Excerpt provided:
____________________
MRI of the sacral spine may help determine which patients are in need of rheumatologic care.
Healthy athletes experience bone marrow edema similar to that experienced in the lower spine of patients with spondyloarthritis of the axial spine.
Using MRI of the sacral spine may help differentiate patients with normal or low-level bone marrow edema from those in need of rheumatologic care and treatment for spondyloarthritis.
Low-grade bone marrow edema in the posterior lower ilium or anterior upper sacrum likely is not sufficient to make a diagnosis of axial spondyloarthritis.
Ulrich Weber and fellow researchers in Denmark pointed out that there is debate as to what a positive sacroiliac joint MRI sequence is in patients with axial spondyloarthritis.
The authors stated, “We lack a data-driven threshold or ‘reference range,’ which reliably discriminates patients with spondyloarthritis from the bone marrow edema ‘background noise’ in healthy individuals, or from bone marrow edema seen in patients with mechanical back pain.”
____________________
Questions:
A – Translate this sentence from the passage on sacral spine MRI into Spanish: "Low-grade bone marrow edema in the posterior lower ilium or anterior upper sacrum likely is not sufficient to make a diagnosis of axial spondyloarthritis."
B – From the passage on sacral spine MRI, return the text between "MRI of the sacral spine may help determine" and "of axial spondyloarthritis.", inclusive.
The data after this is not needed for any of the work.

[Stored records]
____________________
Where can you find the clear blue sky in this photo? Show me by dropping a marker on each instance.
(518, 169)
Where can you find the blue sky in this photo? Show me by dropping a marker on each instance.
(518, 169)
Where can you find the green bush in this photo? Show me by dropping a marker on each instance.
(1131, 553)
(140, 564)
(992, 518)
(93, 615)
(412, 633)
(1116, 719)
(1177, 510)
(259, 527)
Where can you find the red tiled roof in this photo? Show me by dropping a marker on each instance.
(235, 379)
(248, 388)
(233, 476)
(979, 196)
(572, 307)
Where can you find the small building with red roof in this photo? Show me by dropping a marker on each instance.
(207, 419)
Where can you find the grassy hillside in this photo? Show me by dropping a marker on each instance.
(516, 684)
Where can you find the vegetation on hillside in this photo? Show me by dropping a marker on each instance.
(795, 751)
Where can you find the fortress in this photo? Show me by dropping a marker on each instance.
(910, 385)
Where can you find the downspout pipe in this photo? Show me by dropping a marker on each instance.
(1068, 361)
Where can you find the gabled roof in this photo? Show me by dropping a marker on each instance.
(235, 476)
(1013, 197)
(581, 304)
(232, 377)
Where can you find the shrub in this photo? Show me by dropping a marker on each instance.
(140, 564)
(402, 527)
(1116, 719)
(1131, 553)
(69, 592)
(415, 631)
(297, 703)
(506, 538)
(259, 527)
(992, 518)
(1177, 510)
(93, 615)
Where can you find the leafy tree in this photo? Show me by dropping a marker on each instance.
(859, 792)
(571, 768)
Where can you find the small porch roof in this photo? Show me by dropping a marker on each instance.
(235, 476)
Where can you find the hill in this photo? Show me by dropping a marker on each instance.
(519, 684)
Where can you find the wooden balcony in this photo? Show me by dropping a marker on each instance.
____________________
Answer section:
A – Un edema de médula ósea de bajo grado en la parte posterior inferior del ilion o en la parte anterior superior del sacro probablemente no es suficiente para establecer un diagnóstico de espondiloartritis axial.

B –
MRI of the sacral spine may help determine which patients are in need of rheumatologic care.
Healthy athletes experience bone marrow edema similar to that experienced in the lower spine of patients with spondyloarthritis of the axial spine.
Using MRI of the sacral spine may help differentiate patients with normal or low-level bone marrow edema from those in need of rheumatologic care and treatment for spondyloarthritis.
Low-grade bone marrow edema in the posterior lower ilium or anterior upper sacrum likely is not sufficient to make a diagnosis of axial spondyloarthritis.